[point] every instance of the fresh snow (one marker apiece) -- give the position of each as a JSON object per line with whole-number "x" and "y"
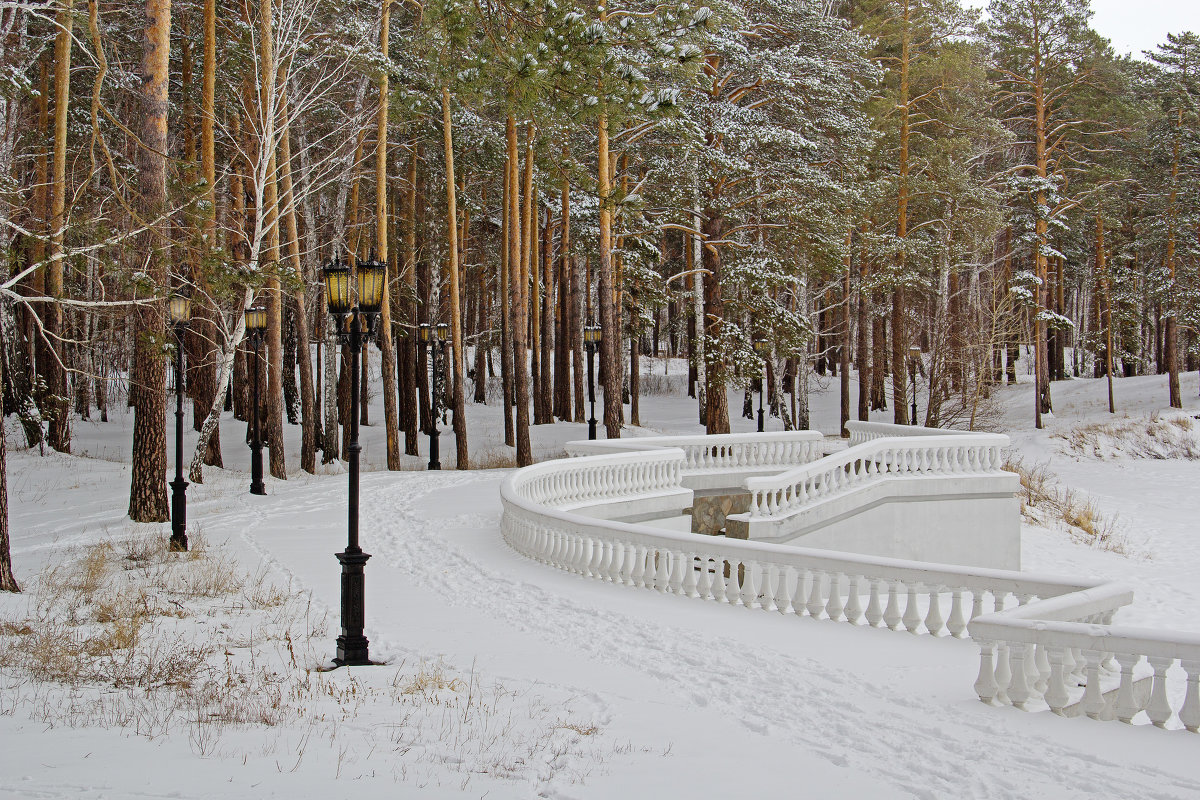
{"x": 589, "y": 690}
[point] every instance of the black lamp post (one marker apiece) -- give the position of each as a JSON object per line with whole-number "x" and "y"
{"x": 591, "y": 340}
{"x": 256, "y": 329}
{"x": 433, "y": 338}
{"x": 762, "y": 347}
{"x": 180, "y": 307}
{"x": 355, "y": 326}
{"x": 913, "y": 356}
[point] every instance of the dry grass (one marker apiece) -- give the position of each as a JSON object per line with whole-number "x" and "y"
{"x": 1155, "y": 437}
{"x": 126, "y": 635}
{"x": 1047, "y": 503}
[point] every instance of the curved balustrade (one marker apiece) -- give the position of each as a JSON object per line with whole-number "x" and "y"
{"x": 1062, "y": 654}
{"x": 720, "y": 452}
{"x": 861, "y": 431}
{"x": 577, "y": 481}
{"x": 1044, "y": 641}
{"x": 875, "y": 459}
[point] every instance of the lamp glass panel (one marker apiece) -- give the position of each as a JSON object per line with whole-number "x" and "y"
{"x": 337, "y": 289}
{"x": 371, "y": 282}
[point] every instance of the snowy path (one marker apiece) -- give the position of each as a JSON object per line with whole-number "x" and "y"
{"x": 693, "y": 699}
{"x": 749, "y": 696}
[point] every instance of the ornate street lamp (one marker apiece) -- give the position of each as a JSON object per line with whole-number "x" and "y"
{"x": 913, "y": 359}
{"x": 591, "y": 340}
{"x": 180, "y": 308}
{"x": 256, "y": 329}
{"x": 355, "y": 326}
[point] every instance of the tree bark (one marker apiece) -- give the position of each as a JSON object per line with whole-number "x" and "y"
{"x": 57, "y": 374}
{"x": 148, "y": 485}
{"x": 387, "y": 349}
{"x": 460, "y": 404}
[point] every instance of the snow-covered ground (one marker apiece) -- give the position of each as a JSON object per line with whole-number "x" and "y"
{"x": 550, "y": 685}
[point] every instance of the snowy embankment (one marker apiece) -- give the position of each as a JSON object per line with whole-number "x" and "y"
{"x": 507, "y": 679}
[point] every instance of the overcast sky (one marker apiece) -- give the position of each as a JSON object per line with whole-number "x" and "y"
{"x": 1137, "y": 25}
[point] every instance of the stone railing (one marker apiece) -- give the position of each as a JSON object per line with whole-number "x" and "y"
{"x": 861, "y": 432}
{"x": 617, "y": 476}
{"x": 721, "y": 452}
{"x": 873, "y": 461}
{"x": 1044, "y": 641}
{"x": 1060, "y": 654}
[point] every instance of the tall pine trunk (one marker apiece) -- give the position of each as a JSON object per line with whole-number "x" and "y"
{"x": 459, "y": 402}
{"x": 148, "y": 485}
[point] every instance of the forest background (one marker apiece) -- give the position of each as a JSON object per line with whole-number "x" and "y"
{"x": 871, "y": 188}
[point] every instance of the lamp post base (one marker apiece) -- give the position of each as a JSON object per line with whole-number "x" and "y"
{"x": 435, "y": 452}
{"x": 256, "y": 471}
{"x": 352, "y": 644}
{"x": 179, "y": 515}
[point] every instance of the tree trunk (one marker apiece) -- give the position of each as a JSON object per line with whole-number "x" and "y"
{"x": 307, "y": 398}
{"x": 717, "y": 409}
{"x": 148, "y": 485}
{"x": 508, "y": 264}
{"x": 57, "y": 374}
{"x": 7, "y": 579}
{"x": 519, "y": 254}
{"x": 408, "y": 402}
{"x": 460, "y": 403}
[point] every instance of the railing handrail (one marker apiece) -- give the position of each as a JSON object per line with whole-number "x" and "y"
{"x": 789, "y": 492}
{"x": 862, "y": 431}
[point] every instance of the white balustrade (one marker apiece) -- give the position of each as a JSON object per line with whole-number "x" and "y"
{"x": 875, "y": 459}
{"x": 720, "y": 452}
{"x": 1044, "y": 642}
{"x": 861, "y": 432}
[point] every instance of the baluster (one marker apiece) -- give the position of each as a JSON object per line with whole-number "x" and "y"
{"x": 1093, "y": 697}
{"x": 1000, "y": 596}
{"x": 1041, "y": 668}
{"x": 1189, "y": 715}
{"x": 1159, "y": 709}
{"x": 853, "y": 601}
{"x": 815, "y": 603}
{"x": 911, "y": 613}
{"x": 705, "y": 579}
{"x": 985, "y": 684}
{"x": 892, "y": 613}
{"x": 934, "y": 621}
{"x": 798, "y": 593}
{"x": 957, "y": 625}
{"x": 719, "y": 567}
{"x": 874, "y": 607}
{"x": 749, "y": 584}
{"x": 1127, "y": 704}
{"x": 1019, "y": 690}
{"x": 607, "y": 565}
{"x": 767, "y": 579}
{"x": 781, "y": 596}
{"x": 1055, "y": 692}
{"x": 733, "y": 582}
{"x": 976, "y": 602}
{"x": 636, "y": 558}
{"x": 1003, "y": 672}
{"x": 834, "y": 607}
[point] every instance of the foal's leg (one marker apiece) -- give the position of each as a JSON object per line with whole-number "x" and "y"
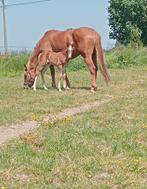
{"x": 43, "y": 81}
{"x": 52, "y": 70}
{"x": 59, "y": 78}
{"x": 93, "y": 71}
{"x": 66, "y": 84}
{"x": 34, "y": 85}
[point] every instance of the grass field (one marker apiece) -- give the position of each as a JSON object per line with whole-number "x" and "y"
{"x": 103, "y": 148}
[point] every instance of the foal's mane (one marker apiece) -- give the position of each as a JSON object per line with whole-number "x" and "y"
{"x": 33, "y": 60}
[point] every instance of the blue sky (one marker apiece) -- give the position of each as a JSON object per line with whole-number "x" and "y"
{"x": 26, "y": 24}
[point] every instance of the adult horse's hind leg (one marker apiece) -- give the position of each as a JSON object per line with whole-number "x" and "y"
{"x": 94, "y": 59}
{"x": 52, "y": 70}
{"x": 43, "y": 80}
{"x": 66, "y": 84}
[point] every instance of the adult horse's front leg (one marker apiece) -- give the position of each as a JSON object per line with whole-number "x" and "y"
{"x": 43, "y": 81}
{"x": 66, "y": 84}
{"x": 34, "y": 85}
{"x": 93, "y": 71}
{"x": 59, "y": 78}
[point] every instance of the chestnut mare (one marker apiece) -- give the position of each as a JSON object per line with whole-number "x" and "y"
{"x": 85, "y": 42}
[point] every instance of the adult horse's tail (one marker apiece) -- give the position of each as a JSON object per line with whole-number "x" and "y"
{"x": 102, "y": 66}
{"x": 33, "y": 59}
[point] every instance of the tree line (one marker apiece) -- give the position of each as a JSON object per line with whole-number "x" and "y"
{"x": 128, "y": 21}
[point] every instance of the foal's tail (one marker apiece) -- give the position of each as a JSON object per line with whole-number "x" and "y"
{"x": 102, "y": 66}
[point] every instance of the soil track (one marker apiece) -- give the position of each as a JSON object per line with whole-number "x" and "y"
{"x": 13, "y": 131}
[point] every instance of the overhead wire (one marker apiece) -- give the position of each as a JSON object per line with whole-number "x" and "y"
{"x": 25, "y": 3}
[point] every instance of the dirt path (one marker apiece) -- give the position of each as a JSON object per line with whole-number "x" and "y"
{"x": 14, "y": 131}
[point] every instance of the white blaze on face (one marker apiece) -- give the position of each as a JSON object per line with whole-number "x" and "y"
{"x": 70, "y": 50}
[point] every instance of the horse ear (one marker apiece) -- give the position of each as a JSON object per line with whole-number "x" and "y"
{"x": 25, "y": 67}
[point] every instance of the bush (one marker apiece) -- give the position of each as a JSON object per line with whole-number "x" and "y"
{"x": 124, "y": 57}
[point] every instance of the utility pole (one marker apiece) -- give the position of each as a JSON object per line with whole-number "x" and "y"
{"x": 4, "y": 28}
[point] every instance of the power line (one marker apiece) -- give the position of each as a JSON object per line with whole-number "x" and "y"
{"x": 25, "y": 3}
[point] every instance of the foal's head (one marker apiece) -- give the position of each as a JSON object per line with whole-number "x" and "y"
{"x": 29, "y": 78}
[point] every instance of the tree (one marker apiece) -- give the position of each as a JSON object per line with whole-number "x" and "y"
{"x": 128, "y": 21}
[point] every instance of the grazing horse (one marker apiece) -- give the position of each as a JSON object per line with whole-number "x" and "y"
{"x": 46, "y": 59}
{"x": 86, "y": 42}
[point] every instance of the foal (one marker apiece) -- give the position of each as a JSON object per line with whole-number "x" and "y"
{"x": 59, "y": 59}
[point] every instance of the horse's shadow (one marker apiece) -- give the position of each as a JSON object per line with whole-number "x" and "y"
{"x": 81, "y": 88}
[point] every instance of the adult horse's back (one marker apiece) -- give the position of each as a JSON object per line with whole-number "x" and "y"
{"x": 88, "y": 43}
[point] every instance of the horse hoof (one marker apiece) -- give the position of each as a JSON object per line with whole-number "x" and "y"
{"x": 67, "y": 88}
{"x": 92, "y": 90}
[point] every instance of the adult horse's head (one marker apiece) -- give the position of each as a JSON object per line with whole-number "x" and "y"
{"x": 29, "y": 78}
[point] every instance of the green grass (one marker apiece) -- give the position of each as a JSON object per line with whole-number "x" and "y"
{"x": 101, "y": 149}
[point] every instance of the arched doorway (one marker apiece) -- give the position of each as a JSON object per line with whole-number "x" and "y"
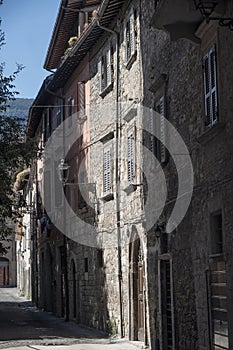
{"x": 4, "y": 272}
{"x": 137, "y": 305}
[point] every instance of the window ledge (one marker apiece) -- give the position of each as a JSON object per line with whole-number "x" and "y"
{"x": 210, "y": 133}
{"x": 107, "y": 197}
{"x": 130, "y": 113}
{"x": 82, "y": 119}
{"x": 106, "y": 90}
{"x": 131, "y": 188}
{"x": 217, "y": 255}
{"x": 131, "y": 60}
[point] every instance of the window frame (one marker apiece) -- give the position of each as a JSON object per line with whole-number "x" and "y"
{"x": 130, "y": 38}
{"x": 131, "y": 155}
{"x": 210, "y": 117}
{"x": 105, "y": 70}
{"x": 107, "y": 170}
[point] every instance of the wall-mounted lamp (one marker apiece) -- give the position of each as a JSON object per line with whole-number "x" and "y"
{"x": 207, "y": 7}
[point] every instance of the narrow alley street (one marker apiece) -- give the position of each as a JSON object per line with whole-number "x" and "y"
{"x": 24, "y": 327}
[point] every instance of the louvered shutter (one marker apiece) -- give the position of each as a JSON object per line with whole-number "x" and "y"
{"x": 210, "y": 87}
{"x": 207, "y": 94}
{"x": 107, "y": 171}
{"x": 161, "y": 111}
{"x": 109, "y": 68}
{"x": 100, "y": 75}
{"x": 132, "y": 34}
{"x": 81, "y": 99}
{"x": 131, "y": 157}
{"x": 125, "y": 50}
{"x": 213, "y": 71}
{"x": 152, "y": 144}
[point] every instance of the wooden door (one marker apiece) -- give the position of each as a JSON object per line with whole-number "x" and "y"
{"x": 140, "y": 297}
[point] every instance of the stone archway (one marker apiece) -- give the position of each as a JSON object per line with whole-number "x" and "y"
{"x": 136, "y": 291}
{"x": 4, "y": 272}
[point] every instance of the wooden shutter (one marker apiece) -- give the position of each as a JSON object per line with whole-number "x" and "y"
{"x": 81, "y": 99}
{"x": 100, "y": 75}
{"x": 109, "y": 68}
{"x": 213, "y": 70}
{"x": 131, "y": 157}
{"x": 132, "y": 34}
{"x": 107, "y": 171}
{"x": 161, "y": 110}
{"x": 210, "y": 87}
{"x": 152, "y": 144}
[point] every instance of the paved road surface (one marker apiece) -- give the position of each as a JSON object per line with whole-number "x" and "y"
{"x": 24, "y": 327}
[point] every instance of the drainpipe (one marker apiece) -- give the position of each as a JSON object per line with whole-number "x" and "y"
{"x": 117, "y": 177}
{"x": 66, "y": 280}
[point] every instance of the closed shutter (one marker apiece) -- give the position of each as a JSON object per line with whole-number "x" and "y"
{"x": 131, "y": 157}
{"x": 107, "y": 171}
{"x": 70, "y": 111}
{"x": 109, "y": 68}
{"x": 161, "y": 110}
{"x": 210, "y": 87}
{"x": 152, "y": 145}
{"x": 132, "y": 34}
{"x": 81, "y": 99}
{"x": 100, "y": 75}
{"x": 213, "y": 84}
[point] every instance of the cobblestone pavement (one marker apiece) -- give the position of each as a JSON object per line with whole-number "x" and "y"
{"x": 24, "y": 327}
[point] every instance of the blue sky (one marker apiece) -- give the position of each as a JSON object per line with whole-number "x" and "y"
{"x": 28, "y": 26}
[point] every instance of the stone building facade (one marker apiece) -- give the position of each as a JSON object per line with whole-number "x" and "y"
{"x": 144, "y": 273}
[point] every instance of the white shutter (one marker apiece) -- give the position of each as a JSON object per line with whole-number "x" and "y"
{"x": 210, "y": 87}
{"x": 132, "y": 35}
{"x": 107, "y": 183}
{"x": 100, "y": 75}
{"x": 109, "y": 68}
{"x": 131, "y": 157}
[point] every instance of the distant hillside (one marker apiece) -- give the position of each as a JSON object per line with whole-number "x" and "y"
{"x": 19, "y": 108}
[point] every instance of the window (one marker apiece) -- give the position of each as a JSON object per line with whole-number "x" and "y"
{"x": 210, "y": 87}
{"x": 58, "y": 193}
{"x": 130, "y": 37}
{"x": 216, "y": 233}
{"x": 157, "y": 146}
{"x": 58, "y": 112}
{"x": 131, "y": 156}
{"x": 107, "y": 178}
{"x": 70, "y": 104}
{"x": 47, "y": 190}
{"x": 166, "y": 304}
{"x": 100, "y": 258}
{"x": 81, "y": 98}
{"x": 105, "y": 71}
{"x": 47, "y": 124}
{"x": 86, "y": 265}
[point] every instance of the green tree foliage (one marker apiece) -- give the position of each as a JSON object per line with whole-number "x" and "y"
{"x": 15, "y": 153}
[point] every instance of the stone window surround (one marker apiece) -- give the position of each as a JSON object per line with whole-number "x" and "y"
{"x": 108, "y": 147}
{"x": 130, "y": 32}
{"x": 208, "y": 34}
{"x": 105, "y": 70}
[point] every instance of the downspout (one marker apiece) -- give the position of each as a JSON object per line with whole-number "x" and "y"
{"x": 117, "y": 176}
{"x": 66, "y": 280}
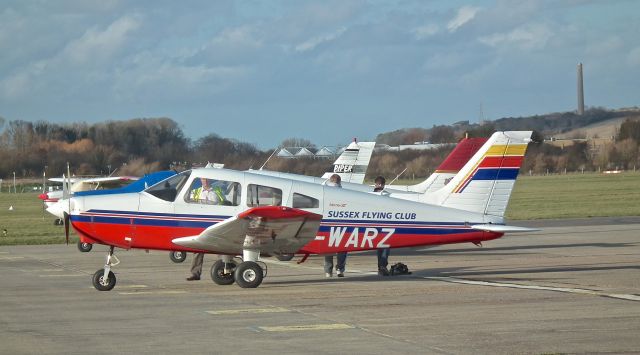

[What is expected]: Collect every line in the rows above that contains the string "shutter", and copy each one in full.

[Task output]:
[point] every instance of the louvered shutter (one marker apiece) -- give the position of each as a JSON object per line with whole-number "x" and "y"
[point] every instance of the wooden shutter (one marker apiece) -- give the position of each as a JSON object per line with whole-number "x" and "y"
[point] every instance of the closed shutter (one marker apiece) -- give the position of each as a JSON object per line with whole-number "x" and "y"
[point] every instance of the white shutter (one marker apiece) -- give the position of each as a JSON object per line with whole-number "x" and "y"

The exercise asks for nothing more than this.